課題の目標>
下の記録で「barrier」という文字列を含む行はどれですか。該当する行をすべて選び、そのまま書き写してください。

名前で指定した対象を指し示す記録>
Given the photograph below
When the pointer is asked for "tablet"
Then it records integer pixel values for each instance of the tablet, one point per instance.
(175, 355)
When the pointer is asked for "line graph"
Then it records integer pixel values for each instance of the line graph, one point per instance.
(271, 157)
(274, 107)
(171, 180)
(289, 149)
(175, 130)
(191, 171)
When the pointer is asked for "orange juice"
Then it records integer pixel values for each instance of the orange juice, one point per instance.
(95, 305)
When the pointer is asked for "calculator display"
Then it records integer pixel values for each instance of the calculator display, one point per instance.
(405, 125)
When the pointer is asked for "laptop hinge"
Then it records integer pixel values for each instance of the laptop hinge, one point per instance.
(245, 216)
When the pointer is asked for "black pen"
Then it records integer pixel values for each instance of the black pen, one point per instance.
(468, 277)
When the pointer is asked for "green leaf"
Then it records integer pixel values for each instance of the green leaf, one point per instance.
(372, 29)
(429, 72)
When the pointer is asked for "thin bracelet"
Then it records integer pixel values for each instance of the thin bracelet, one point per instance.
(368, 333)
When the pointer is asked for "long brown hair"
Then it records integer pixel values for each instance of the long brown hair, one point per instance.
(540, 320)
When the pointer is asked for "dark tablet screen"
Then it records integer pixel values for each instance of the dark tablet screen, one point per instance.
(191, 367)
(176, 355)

--

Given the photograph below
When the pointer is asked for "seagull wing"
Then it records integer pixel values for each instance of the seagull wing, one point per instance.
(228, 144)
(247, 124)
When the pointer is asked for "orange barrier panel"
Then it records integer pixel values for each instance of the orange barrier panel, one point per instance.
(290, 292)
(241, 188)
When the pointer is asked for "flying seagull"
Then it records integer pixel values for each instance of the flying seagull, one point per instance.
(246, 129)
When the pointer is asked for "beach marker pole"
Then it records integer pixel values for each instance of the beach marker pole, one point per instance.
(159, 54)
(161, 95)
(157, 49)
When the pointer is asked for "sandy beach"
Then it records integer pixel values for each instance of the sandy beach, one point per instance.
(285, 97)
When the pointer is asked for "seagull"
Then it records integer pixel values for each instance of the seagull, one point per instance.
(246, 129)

==

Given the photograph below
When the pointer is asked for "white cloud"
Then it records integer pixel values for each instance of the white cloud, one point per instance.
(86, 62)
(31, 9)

記述回答>
When the pointer is asked for "orange barrier panel"
Then it records integer pixel values for each instance of the orange barrier panel, one point per instance.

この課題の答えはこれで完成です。